Work required -
Please collect every line in the material below that contains the word "stone". Case counts.

Listed entries -
_ _ _
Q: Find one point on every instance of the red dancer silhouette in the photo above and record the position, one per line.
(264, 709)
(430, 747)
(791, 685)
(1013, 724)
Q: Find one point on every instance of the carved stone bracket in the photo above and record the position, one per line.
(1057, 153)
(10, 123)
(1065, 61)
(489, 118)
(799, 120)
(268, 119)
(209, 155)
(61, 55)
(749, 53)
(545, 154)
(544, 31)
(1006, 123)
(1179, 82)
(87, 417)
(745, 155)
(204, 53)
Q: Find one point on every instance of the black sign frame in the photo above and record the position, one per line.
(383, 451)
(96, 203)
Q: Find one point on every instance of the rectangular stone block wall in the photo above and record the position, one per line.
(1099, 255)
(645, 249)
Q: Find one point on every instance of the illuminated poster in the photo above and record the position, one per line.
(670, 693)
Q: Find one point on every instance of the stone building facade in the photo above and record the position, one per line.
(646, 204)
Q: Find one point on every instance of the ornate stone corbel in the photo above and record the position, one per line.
_ _ _
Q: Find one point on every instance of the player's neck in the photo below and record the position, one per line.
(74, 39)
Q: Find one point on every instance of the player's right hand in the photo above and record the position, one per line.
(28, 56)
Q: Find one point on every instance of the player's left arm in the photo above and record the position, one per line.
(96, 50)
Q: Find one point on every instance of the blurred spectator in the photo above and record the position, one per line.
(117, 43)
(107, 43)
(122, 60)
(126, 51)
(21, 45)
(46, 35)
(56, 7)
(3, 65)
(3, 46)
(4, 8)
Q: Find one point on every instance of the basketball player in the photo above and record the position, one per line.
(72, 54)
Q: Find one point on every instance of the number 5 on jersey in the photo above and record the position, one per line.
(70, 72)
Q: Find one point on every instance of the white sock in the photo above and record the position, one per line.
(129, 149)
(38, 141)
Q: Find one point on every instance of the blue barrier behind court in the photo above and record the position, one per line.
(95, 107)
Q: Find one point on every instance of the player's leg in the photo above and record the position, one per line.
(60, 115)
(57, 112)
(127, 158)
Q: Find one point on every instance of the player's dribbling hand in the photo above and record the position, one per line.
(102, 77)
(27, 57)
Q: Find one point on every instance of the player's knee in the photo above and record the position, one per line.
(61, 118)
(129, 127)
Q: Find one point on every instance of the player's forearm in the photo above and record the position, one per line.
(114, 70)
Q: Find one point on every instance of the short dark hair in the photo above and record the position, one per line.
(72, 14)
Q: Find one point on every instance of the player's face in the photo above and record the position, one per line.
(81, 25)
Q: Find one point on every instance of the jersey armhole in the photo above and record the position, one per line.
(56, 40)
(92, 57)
_ _ _
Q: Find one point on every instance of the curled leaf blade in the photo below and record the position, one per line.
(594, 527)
_ _ _
Written solution -
Q: Find one point on every instance of the carved stone bracket in the photo above and record the position, one per line.
Q: Find one point on every instance of the rectangular stone block wall in the photo above and record the position, one per line.
Q: Find one point on every instance of the stone building facade in the photo above and record the position, one per line.
Q: Find one point on every instance of the ornate stone corbel in the photo above and record the position, one per line.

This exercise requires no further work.